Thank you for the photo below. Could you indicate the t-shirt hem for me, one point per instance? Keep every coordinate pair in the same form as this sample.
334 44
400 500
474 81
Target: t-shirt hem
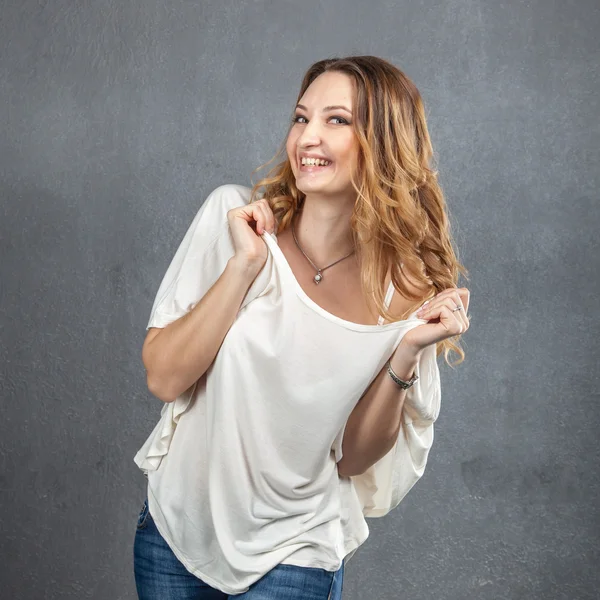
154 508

◇ ◇ ◇ ◇ ◇ ◇ ◇

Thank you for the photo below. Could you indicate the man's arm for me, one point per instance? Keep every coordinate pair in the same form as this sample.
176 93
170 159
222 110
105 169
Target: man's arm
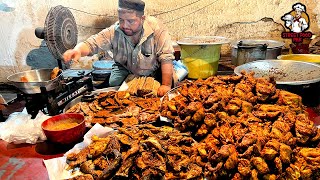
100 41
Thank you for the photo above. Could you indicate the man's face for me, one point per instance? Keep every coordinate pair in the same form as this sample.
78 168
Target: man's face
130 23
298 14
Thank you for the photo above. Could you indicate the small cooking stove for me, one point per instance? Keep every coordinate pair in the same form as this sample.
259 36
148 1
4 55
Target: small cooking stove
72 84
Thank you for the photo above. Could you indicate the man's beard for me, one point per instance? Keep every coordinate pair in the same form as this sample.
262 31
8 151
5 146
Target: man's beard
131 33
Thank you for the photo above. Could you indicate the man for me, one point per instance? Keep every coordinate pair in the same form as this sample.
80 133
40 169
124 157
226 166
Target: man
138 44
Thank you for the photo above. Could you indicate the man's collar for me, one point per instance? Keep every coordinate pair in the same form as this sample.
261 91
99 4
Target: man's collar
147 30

◇ ◇ ◇ ◇ ◇ ◇ ◇

▶ _ABOUT THIS TASK_
Check each line of the listing for the word "below" and state how many lines contain it, with no other words.

▶ _TASK SOLUTION_
2